[Stored data entries]
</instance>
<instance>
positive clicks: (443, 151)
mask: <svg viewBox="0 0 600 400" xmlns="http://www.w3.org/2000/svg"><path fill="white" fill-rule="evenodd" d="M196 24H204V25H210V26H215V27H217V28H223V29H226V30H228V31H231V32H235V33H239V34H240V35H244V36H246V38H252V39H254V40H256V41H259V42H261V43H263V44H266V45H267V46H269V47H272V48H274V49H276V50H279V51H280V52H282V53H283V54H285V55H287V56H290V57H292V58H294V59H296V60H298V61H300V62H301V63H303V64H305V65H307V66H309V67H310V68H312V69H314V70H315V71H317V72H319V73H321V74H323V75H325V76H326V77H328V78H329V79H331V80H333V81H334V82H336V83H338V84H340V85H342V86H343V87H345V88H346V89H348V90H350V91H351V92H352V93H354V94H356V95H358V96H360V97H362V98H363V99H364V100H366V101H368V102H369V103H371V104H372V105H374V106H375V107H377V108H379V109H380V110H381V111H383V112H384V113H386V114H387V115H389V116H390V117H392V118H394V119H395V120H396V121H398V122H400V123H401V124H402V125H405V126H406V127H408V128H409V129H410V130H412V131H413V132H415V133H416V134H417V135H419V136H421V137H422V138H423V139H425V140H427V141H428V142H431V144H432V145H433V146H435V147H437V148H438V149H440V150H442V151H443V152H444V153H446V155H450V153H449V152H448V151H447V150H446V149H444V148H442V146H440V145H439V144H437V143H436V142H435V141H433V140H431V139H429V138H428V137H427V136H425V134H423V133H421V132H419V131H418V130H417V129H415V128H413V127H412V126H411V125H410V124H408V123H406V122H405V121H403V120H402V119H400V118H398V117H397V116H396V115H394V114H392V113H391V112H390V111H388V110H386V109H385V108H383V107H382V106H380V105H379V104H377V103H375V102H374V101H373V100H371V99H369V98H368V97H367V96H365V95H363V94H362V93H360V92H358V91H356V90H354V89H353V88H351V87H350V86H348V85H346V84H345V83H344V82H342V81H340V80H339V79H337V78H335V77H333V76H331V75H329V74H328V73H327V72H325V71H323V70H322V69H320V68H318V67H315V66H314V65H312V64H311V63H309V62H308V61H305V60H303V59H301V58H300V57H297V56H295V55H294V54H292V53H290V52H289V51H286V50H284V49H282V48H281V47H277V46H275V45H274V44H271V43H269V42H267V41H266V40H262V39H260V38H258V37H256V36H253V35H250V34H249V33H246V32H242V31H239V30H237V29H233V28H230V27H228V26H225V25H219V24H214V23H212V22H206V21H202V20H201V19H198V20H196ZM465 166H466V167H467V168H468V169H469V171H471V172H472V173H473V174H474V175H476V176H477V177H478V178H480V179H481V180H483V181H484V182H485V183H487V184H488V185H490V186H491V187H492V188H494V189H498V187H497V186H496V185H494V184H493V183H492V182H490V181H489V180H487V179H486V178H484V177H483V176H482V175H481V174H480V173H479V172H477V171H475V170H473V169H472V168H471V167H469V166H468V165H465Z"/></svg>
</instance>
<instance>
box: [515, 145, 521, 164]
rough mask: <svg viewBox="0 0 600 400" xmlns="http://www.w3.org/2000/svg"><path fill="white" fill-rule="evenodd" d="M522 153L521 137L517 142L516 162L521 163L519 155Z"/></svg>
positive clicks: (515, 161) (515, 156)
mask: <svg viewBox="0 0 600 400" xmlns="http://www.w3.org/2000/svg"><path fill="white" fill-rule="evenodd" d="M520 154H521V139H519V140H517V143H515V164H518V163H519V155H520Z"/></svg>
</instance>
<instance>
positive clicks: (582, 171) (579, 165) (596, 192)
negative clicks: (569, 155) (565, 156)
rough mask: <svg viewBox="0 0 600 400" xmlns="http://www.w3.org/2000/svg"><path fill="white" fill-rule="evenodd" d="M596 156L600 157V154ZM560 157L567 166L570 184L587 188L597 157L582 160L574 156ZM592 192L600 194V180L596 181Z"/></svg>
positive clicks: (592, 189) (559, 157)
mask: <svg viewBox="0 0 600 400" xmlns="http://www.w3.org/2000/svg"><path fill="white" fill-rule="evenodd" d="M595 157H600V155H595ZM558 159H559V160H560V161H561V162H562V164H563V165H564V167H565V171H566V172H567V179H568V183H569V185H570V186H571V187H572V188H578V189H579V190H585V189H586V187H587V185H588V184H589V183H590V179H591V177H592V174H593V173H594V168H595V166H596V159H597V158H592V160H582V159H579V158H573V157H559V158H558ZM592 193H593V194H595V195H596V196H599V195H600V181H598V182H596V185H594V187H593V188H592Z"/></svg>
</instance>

• EXERCISE AIM
Your response must be one number, namely how many lines of the data contain the string "rough".

• TASK RESULT
2